** Start Data records **

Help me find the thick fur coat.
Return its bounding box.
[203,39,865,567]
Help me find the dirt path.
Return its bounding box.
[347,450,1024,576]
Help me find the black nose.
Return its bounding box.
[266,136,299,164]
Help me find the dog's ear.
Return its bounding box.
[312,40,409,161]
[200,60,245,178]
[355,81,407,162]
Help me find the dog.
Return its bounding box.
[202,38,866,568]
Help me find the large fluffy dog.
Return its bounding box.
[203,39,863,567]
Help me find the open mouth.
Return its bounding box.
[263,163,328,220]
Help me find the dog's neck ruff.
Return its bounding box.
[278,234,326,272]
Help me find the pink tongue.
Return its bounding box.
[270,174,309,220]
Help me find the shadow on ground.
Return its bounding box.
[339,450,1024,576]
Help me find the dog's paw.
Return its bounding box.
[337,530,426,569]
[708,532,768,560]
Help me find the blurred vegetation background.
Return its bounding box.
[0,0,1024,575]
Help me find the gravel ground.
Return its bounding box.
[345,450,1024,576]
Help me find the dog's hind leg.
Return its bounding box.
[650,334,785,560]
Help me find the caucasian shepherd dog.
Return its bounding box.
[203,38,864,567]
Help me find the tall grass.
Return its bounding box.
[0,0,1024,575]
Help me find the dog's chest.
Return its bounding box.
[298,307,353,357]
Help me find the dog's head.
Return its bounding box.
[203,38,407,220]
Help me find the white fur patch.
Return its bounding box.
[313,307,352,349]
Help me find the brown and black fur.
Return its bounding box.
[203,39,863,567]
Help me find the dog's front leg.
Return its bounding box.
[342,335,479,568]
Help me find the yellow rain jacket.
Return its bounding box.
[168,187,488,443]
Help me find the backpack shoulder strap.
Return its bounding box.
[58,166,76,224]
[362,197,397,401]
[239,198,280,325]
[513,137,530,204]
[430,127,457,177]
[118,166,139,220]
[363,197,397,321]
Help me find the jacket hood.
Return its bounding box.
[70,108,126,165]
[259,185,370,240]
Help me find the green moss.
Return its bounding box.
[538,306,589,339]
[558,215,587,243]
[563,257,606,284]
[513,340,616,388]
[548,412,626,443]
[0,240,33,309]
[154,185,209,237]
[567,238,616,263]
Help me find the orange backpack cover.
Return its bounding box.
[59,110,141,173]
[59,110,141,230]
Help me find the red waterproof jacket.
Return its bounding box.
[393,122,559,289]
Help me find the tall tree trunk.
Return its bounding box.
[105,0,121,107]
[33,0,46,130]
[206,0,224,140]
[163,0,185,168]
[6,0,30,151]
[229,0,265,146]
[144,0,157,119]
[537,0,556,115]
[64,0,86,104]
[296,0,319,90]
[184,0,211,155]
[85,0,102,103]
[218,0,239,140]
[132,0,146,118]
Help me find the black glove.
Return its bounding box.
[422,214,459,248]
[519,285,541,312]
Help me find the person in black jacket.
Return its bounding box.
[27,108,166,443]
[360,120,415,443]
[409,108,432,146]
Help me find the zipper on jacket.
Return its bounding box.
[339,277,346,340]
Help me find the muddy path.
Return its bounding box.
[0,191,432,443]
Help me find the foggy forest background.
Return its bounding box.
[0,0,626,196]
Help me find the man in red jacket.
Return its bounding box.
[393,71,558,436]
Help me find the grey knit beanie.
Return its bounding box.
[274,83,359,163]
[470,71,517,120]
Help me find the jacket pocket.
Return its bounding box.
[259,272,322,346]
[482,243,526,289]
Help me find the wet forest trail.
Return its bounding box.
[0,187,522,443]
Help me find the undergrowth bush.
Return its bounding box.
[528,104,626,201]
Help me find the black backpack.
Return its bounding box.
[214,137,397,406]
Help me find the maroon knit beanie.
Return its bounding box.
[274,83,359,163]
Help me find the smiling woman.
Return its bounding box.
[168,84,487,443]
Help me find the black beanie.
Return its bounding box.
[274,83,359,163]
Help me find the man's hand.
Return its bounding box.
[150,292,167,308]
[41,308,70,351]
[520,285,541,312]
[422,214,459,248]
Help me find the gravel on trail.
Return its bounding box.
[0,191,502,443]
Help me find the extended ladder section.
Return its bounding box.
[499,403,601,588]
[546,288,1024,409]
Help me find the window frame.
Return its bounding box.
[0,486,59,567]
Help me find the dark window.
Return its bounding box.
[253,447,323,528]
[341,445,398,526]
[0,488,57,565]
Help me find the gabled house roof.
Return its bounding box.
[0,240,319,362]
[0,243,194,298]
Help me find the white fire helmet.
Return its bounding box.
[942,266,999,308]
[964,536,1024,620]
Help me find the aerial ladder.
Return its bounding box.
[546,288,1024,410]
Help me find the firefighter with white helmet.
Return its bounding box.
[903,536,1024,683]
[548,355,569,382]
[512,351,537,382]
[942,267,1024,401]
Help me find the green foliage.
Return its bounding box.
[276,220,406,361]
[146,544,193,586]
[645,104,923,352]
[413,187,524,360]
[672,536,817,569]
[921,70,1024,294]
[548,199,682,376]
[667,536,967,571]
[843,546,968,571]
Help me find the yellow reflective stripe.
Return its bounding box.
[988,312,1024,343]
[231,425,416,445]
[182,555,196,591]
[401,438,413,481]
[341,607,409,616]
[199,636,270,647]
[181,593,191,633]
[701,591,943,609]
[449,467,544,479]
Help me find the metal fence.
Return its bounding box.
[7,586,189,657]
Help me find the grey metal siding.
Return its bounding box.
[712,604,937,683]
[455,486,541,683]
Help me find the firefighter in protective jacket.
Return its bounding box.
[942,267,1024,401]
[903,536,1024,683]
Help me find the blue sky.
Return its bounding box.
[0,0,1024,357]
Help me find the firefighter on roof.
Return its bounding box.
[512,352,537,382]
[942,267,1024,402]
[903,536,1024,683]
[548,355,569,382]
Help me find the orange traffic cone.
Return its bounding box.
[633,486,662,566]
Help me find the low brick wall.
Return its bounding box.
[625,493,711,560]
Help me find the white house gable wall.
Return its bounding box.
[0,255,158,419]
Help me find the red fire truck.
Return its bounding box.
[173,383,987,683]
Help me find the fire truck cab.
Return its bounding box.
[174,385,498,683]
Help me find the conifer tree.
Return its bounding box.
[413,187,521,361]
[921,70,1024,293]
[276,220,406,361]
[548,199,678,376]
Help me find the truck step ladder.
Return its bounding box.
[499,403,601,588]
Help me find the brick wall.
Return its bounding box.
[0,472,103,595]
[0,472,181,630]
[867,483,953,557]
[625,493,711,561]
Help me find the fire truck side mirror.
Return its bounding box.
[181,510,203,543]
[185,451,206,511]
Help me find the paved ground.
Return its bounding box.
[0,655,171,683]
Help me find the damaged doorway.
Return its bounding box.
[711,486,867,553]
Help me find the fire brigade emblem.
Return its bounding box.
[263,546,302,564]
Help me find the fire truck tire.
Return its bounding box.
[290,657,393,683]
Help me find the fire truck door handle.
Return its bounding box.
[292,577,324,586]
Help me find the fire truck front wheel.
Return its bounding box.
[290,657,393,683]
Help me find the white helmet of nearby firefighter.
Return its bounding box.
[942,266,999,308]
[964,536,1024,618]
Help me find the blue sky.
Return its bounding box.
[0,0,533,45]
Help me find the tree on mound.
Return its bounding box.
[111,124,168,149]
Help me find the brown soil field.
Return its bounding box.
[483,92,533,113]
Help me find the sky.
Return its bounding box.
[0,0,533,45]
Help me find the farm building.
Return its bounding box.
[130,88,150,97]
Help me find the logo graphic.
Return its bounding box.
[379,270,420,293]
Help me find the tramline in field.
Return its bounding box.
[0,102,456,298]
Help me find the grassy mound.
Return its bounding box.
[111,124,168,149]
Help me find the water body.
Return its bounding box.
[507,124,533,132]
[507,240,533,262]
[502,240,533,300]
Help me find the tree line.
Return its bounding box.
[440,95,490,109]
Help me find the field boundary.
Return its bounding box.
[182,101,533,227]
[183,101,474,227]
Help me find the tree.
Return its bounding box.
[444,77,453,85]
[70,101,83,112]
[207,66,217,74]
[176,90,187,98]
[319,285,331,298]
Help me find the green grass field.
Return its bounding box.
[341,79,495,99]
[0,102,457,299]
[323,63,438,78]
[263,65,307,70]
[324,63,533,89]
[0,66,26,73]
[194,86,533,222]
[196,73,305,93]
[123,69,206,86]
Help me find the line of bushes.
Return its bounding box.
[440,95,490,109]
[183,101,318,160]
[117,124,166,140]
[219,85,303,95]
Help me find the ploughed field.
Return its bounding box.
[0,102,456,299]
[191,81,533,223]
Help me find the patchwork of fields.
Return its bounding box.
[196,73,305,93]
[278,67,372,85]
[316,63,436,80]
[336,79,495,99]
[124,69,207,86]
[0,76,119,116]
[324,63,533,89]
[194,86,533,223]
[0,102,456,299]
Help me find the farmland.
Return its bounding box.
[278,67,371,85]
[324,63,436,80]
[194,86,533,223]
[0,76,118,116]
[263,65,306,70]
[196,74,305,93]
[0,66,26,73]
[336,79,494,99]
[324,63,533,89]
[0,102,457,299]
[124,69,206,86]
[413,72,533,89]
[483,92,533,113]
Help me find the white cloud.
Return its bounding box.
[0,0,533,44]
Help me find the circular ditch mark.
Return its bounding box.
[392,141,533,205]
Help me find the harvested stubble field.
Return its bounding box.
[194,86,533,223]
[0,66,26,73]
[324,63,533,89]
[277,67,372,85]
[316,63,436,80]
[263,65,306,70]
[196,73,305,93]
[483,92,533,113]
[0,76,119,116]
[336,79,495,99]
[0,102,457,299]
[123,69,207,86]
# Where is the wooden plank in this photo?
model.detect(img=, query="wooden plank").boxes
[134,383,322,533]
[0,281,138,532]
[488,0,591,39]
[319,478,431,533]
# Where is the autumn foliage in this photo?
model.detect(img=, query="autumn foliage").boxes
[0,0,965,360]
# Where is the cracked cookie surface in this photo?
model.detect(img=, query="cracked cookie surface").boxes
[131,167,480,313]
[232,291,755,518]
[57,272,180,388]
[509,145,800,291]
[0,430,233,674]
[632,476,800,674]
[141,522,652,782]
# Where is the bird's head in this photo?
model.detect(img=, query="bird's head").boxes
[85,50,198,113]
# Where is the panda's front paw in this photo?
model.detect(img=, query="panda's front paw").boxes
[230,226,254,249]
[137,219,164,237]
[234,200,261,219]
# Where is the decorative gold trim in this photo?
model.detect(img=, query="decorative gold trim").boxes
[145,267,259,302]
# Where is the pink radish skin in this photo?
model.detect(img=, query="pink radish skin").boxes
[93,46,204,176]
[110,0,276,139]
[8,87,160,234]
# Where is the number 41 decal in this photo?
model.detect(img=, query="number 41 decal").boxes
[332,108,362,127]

** End Data records **

■ **Problem**
Add 28 to every bounding-box coordinate in the answers of the records from the line containing "Help me find the tall grass." down to the line containing "[168,187,488,443]", both lines included. Write out that whole stretch again, requests included, with the new coordinates in place of the old.

■ **The output**
Help me find the tall grass.
Return its bounding box.
[28,28,1052,603]
Help me find the dog's chest.
Return its bounding box.
[326,335,381,385]
Help me find the dog's head.
Return its bounding box.
[231,66,435,248]
Help me find the white fur patch.
Return its bounding box.
[341,335,380,377]
Help me find the brown and black fur.
Return its bounding box.
[231,67,891,595]
Help me find the dog's front leg.
Return its bounding box.
[370,363,507,596]
Help me find the yellow rain jacket.
Return its bounding box.
[196,215,516,471]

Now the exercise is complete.